*REQUEST*
Swap "instance" for "occurrence" in the listing below, starting at the line containing "turret in the picture above." and ending at the last line of the listing. Give back only those lines, with everything else left unchanged.

━━ SUPPLIED ENTRIES

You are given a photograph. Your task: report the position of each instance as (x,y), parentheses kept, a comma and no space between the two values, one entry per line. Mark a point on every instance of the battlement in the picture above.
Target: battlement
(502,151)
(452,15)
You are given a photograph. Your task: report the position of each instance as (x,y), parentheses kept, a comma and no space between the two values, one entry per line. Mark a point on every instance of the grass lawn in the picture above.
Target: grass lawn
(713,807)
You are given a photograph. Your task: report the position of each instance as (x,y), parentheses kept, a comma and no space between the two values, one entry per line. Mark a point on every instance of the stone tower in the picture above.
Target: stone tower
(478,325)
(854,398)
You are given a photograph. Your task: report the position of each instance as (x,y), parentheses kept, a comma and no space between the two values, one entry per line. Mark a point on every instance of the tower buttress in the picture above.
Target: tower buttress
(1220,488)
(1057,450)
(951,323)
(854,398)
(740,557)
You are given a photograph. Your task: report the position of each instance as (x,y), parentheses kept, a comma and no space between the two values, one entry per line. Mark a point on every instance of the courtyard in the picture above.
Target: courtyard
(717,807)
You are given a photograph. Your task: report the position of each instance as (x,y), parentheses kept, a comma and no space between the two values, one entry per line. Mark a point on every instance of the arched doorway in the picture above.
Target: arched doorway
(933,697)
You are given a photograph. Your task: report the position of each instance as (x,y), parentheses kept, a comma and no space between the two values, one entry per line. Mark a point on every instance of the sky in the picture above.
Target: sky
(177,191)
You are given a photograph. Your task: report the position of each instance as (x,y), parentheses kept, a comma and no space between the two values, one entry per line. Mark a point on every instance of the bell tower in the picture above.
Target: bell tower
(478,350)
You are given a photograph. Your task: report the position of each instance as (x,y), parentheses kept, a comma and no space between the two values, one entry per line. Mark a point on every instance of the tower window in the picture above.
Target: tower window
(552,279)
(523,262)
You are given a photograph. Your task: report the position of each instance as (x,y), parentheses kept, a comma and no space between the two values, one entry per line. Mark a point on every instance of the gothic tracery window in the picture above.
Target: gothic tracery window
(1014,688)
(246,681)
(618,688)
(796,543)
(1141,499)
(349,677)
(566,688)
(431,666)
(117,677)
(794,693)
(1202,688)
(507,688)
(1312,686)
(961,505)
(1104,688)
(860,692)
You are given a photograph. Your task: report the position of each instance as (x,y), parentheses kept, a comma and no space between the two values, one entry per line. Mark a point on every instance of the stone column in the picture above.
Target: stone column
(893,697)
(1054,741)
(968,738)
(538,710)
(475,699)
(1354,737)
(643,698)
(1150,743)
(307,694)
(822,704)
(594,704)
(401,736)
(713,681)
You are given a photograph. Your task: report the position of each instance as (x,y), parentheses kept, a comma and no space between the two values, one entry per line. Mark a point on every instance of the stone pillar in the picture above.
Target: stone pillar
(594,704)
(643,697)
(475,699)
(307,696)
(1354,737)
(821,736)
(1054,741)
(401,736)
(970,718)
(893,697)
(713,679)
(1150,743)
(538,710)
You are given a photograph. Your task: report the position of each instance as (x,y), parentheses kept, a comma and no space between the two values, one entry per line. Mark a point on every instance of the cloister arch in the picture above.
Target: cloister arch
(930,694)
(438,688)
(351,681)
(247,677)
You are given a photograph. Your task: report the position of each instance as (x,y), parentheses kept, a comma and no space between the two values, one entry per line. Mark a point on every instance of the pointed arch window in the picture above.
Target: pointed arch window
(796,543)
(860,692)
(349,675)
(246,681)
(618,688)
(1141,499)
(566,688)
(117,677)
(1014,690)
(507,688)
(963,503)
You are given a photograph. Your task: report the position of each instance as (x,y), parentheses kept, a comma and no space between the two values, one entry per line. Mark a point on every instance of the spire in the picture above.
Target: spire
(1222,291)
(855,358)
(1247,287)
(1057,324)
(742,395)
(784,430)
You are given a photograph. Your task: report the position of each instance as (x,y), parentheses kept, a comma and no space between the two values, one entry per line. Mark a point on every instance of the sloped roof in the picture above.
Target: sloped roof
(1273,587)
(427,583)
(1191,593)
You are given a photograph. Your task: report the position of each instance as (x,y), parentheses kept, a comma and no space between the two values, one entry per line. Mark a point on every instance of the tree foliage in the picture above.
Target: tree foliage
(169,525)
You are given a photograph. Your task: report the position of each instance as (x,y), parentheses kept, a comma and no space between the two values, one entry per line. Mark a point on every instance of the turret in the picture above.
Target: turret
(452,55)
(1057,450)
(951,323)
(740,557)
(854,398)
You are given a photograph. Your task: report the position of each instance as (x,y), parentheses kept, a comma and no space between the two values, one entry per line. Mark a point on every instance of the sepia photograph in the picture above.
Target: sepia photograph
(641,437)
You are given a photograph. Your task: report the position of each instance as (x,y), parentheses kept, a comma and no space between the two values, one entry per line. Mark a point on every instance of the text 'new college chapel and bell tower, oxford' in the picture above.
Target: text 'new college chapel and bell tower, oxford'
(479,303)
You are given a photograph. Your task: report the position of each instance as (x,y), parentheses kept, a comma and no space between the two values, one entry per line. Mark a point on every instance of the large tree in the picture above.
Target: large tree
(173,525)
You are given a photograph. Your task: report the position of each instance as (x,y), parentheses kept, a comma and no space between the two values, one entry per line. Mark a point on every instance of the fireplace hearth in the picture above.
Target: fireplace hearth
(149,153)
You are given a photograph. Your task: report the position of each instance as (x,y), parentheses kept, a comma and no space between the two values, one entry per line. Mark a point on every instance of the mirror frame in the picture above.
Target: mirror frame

━━━━

*SOLUTION BELOW*
You are given a photograph. Your task: report the position of each occurrence as (x,y), parentheses kept, a comma and no space between the two values, one entry per line. Mark a point on every occurrence of the turret in the picture above.
Target: turret
(452,55)
(1057,450)
(951,323)
(740,557)
(854,398)
You are given a photograph. Your task: report the position of each occurrence as (x,y), parentheses kept, a comma and no space between the two values, one entry per line. Mark a point on every occurrence of the sepia photograph in the picture above.
Target: sepia photograph
(641,437)
You are given a photograph. Your task: report the position of each occurrence as (x,y), parentheses kept, a comma and no space between the two values, one entry per line. Mark a point on every occurrence of the text 'new college chapel and bell tower, oxford' in the picture above.
Target: text 'new college chapel and bell tower, oxford'
(479,303)
You are given a photograph. Your task: report the position of each occurrence as (x,y), parentheses kept, a comma and no space between the two values, one entry per line. Mark a point on every occurrence of the large tree in the picture above.
Target: large tree
(173,525)
You are given a photograph. Your task: report the position of each occurrence as (x,y), parentheses kept, a comma and no space between the two values, one entry per line. Mark a point on every occurrence of the fireplace hearth in the picture above.
Target: fireplace hearth
(149,153)
You are given a photograph. Your task: report the position of each occurrence as (x,y), parentheses kept, a comma and no space between the two values, one entry per line. Mark a point on every occurrence of the mirror frame in the picture above.
Target: mirror frame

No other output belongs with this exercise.